── Text passage ──
Hmmm....well, I hit a problem (of course!). I have mca-no-build on the filem
framework on my Mac. If I just mpriun -n 3 ./hello, I get the following
error:

--------------------------------------------------------------------------
It looks like orte_init failed for some reason; your parallel process is
likely to abort.  There are many reasons that a parallel process can
fail during orte_init; some of which are due to configuration or
environment problems.  This failure appears to be an internal failure;
here's some additional information (which may only be relevant to an
Open MPI developer):

  orte_filem_base_select failed
  --> Returned value Error (-1) instead of ORTE_SUCCESS

--------------------------------------------------------------------------

After looking at the source code for filem_select, I can run just fine if I
specify -mca filem none on the cmd line. Otherwise, it looks like your
select logic insists that at least one component must be built and
selectable?

Is that generally true, or is your filem framework the exception? I think
this would not be a good general requirement - frankly, I don't think it is
good for any framework to have such a requirement.

Ralph



On 5/6/08 12:09 PM, "Josh Hursey" <jjhur...@open-mpi.org> wrote:

> This has been committed in r18381
> 
> Please let me know if you have any problems with this commit.
> 
> Cheers,
> Josh
> 
> On May 5, 2008, at 10:41 AM, Josh Hursey wrote:
> 
>> Awesome.
>> 
>> The branch is updated to the latest trunk head. I encourage folks to
>> check out this repository and make sure that it builds on their
>> system. A normal build of the branch should be enough to find out if
>> there are any cut-n-paste problems (though I tried to be careful,
>> mistakes do happen).
───
Exercise task 1: In the Open MPI thread, which command-line option lets the program run without the error?
Exercise task 2: Please retype the Open MPI thread from "orte_filem_base_select failed" up to and including "such a requirement.".
── Material provided ──
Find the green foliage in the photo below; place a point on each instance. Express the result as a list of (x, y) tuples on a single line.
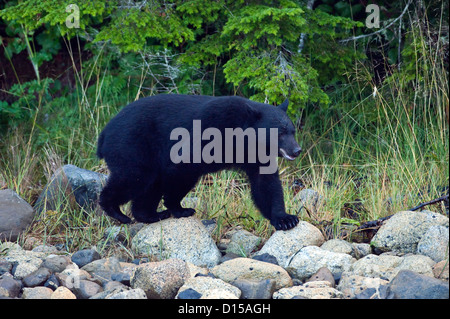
[(29, 97), (250, 45)]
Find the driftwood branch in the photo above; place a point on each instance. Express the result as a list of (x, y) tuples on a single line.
[(373, 224), (381, 30), (434, 201), (301, 43)]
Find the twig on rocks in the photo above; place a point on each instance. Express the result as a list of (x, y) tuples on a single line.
[(375, 224), (434, 201)]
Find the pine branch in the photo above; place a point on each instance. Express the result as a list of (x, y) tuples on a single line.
[(379, 31)]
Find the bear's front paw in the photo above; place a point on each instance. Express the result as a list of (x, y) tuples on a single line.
[(183, 212), (284, 223)]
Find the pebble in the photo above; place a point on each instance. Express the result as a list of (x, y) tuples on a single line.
[(37, 293), (37, 278), (9, 287), (246, 268), (202, 285), (323, 274), (410, 285), (63, 293), (86, 289), (160, 280), (255, 289), (84, 257)]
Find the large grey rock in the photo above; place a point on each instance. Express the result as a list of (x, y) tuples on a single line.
[(351, 285), (16, 215), (183, 238), (160, 280), (82, 185), (310, 290), (387, 267), (434, 243), (242, 243), (410, 285), (250, 269), (403, 231), (25, 262), (284, 244), (338, 246), (310, 259), (204, 284), (9, 287), (37, 293)]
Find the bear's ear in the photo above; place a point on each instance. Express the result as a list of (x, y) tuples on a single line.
[(252, 112), (284, 105)]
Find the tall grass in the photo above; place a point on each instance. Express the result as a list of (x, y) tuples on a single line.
[(387, 152)]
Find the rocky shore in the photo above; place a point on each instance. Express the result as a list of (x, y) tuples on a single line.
[(407, 259)]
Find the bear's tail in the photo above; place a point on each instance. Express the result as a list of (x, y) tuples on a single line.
[(99, 146)]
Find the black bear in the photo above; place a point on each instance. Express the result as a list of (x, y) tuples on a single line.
[(147, 160)]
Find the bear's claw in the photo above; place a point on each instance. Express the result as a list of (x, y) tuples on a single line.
[(284, 223)]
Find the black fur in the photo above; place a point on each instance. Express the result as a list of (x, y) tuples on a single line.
[(136, 146)]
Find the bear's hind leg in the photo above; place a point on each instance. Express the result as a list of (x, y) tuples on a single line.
[(173, 196), (144, 207), (112, 196)]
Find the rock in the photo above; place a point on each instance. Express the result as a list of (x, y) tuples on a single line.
───
Finished answer 1: -mca filem none

Finished answer 2:
orte_filem_base_select failed
  --> Returned value Error (-1) instead of ORTE_SUCCESS

--------------------------------------------------------------------------

After looking at the source code for filem_select, I can run just fine if I
specify -mca filem none on the cmd line. Otherwise, it looks like your
select logic insists that at least one component must be built and
selectable?

Is that generally true, or is your filem framework the exception? I think
this would not be a good general requirement - frankly, I don't think it is
good for any framework to have such a requirement.